# What you will do:
Every entry below has to appear again in your reply, word for word, but no picture may.

---- Records shown

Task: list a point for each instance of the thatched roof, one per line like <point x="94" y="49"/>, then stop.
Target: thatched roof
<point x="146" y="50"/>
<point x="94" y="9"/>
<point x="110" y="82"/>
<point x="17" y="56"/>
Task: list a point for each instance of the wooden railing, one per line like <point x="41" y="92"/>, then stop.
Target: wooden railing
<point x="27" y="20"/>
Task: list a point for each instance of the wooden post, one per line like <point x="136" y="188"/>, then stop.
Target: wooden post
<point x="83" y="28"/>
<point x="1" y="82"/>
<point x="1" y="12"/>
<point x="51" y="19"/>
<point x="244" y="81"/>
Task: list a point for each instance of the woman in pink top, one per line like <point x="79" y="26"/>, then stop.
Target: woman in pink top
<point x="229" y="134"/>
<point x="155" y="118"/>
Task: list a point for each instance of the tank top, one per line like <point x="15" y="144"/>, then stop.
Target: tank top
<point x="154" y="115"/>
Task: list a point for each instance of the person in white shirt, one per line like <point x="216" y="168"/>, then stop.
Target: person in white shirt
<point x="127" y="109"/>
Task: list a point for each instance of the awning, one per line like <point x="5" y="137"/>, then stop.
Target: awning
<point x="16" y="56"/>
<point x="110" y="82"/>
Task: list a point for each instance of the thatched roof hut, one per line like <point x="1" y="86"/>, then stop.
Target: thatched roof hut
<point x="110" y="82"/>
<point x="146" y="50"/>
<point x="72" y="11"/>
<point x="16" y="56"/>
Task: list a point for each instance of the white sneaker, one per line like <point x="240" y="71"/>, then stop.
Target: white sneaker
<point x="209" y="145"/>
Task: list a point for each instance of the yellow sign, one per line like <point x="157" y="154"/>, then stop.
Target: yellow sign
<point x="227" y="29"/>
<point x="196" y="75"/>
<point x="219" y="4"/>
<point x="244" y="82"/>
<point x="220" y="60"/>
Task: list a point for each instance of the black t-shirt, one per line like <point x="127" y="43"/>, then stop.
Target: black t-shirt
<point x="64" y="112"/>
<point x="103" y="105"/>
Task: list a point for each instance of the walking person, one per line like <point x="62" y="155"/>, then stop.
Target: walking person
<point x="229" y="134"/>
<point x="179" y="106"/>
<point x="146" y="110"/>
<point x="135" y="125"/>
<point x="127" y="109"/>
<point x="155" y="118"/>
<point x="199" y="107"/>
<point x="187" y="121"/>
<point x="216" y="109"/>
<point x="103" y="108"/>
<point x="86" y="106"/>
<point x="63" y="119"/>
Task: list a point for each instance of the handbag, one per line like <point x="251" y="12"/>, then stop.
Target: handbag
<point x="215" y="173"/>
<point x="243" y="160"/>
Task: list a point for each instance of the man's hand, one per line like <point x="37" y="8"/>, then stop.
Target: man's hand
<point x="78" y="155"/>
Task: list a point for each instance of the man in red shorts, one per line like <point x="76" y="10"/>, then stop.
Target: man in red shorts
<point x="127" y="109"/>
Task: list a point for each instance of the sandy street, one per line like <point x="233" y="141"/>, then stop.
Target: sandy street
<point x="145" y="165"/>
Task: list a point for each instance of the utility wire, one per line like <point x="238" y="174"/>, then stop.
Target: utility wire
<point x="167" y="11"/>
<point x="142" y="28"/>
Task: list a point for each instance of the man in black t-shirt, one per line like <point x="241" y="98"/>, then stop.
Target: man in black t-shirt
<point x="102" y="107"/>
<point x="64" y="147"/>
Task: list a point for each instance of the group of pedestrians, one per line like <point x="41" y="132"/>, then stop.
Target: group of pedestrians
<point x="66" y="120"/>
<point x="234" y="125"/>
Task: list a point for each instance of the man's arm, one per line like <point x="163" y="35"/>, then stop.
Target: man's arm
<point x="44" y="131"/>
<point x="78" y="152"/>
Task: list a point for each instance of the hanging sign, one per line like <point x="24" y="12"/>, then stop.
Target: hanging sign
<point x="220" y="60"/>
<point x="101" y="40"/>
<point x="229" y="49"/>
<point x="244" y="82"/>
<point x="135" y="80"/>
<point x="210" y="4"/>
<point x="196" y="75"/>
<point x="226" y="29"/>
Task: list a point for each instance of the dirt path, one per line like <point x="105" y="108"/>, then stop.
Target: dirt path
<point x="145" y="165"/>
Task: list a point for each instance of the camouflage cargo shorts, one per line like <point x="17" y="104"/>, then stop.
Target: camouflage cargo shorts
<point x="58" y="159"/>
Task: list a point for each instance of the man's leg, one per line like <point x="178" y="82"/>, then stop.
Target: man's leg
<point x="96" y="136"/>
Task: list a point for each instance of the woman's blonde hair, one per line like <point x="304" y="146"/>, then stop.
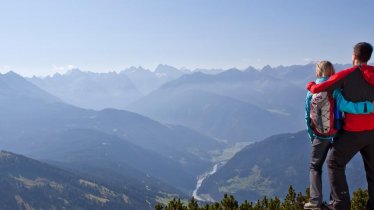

--------

# Problem solution:
Task: list a point for each instance of the thatched roof, one per line like <point x="94" y="49"/>, then stop.
Target: thatched roof
<point x="146" y="50"/>
<point x="94" y="9"/>
<point x="110" y="82"/>
<point x="17" y="56"/>
Task: list a point for each instance of the wooden railing, one per line like <point x="41" y="92"/>, then stop.
Target: wooden railing
<point x="27" y="20"/>
Task: list a point for each instance of the wooden post, one per line like <point x="136" y="188"/>, then stop.
Target: wooden post
<point x="83" y="28"/>
<point x="1" y="82"/>
<point x="1" y="12"/>
<point x="51" y="19"/>
<point x="244" y="81"/>
Task: list a point for each instance of the woman in pink top, one per line like <point x="79" y="26"/>, then stop.
Target: woman in pink top
<point x="229" y="134"/>
<point x="155" y="118"/>
Task: list a point for each instance of the tank top, one per line like <point x="15" y="144"/>, then stop.
Target: tank top
<point x="154" y="115"/>
Task: list a point for each instance of the person in white shirt, one per line like <point x="216" y="168"/>, then stop.
Target: person in white shirt
<point x="127" y="109"/>
Task: list a point for each instance of the awning, one per line like <point x="5" y="137"/>, then stop.
Target: awning
<point x="16" y="56"/>
<point x="110" y="82"/>
Task: list a point for each instance of the thatched roof hut, one per line like <point x="1" y="86"/>, then stop.
Target: thatched roof hut
<point x="110" y="82"/>
<point x="146" y="50"/>
<point x="72" y="11"/>
<point x="16" y="56"/>
Task: list a point for each instance of the white sneaker, one per line like <point x="240" y="71"/>, then stop.
Target: white sneaker
<point x="209" y="145"/>
Task: list a point for each instance of the yellow sign, one per line like <point x="157" y="154"/>, then stop.
Target: yellow sign
<point x="227" y="29"/>
<point x="196" y="75"/>
<point x="219" y="4"/>
<point x="244" y="82"/>
<point x="220" y="60"/>
Task: list a point for each instance of the black t-shirt, one per line like <point x="127" y="43"/>, then stop.
Target: black t-shirt
<point x="64" y="112"/>
<point x="103" y="105"/>
Task: list a point for each instance of the walking person, one per line like <point x="62" y="155"/>, then stop.
Target: walking person
<point x="229" y="134"/>
<point x="179" y="106"/>
<point x="146" y="110"/>
<point x="135" y="125"/>
<point x="127" y="109"/>
<point x="155" y="118"/>
<point x="199" y="107"/>
<point x="187" y="121"/>
<point x="216" y="109"/>
<point x="103" y="108"/>
<point x="86" y="106"/>
<point x="63" y="119"/>
Task: list a point for each instance of the handbag, one per line like <point x="251" y="12"/>, then stop.
Target: handbag
<point x="215" y="173"/>
<point x="243" y="160"/>
Task: list a point for each instance of the man's hand, one per line like <point x="37" y="8"/>, then stop.
Target: man's hand
<point x="78" y="155"/>
Task: list a point for each instance of the man in red shorts, one per line like <point x="76" y="10"/>, then stop.
Target: man in red shorts
<point x="127" y="109"/>
Task: list a point for each instance of the sandy street, one per line like <point x="233" y="141"/>, then stop.
Target: sandy street
<point x="145" y="165"/>
Task: list a point for each instance of the utility wire, one per line like <point x="238" y="174"/>, then stop.
Target: utility wire
<point x="167" y="11"/>
<point x="142" y="28"/>
Task: list a point for each instance of the man in black t-shirt, one per line like <point x="241" y="98"/>, then stop.
Target: man in black t-shirt
<point x="102" y="107"/>
<point x="64" y="147"/>
Task: list a point for each instance of the group of pedestrians, one per line like <point x="41" y="132"/>, then stop.
Target: group of pedestrians
<point x="66" y="120"/>
<point x="234" y="125"/>
Task: list a point for each instance of the man's arm, one per line like <point x="163" y="35"/>, then stop.
Target: man's arm
<point x="44" y="131"/>
<point x="78" y="152"/>
Task: list a point for each instance of the hanging sign, one per line like <point x="24" y="12"/>, then stop.
Target: hanging sign
<point x="220" y="60"/>
<point x="101" y="40"/>
<point x="229" y="49"/>
<point x="244" y="82"/>
<point x="135" y="80"/>
<point x="210" y="4"/>
<point x="196" y="75"/>
<point x="226" y="29"/>
Task: list a point for each instance of the dirt path, one per line like <point x="105" y="108"/>, then stop.
Target: dirt path
<point x="145" y="165"/>
Task: list a point for each instance of the camouflage cargo shorts, one per line like <point x="17" y="104"/>, then stop.
Target: camouflage cargo shorts
<point x="58" y="159"/>
Task: list a point for each instance of the man's leg, one per line like <point x="178" y="82"/>, then stop.
Target: man's leg
<point x="96" y="136"/>
Task: list a point for each instance of the woman's blonde hair, one per line like <point x="304" y="146"/>, then stop.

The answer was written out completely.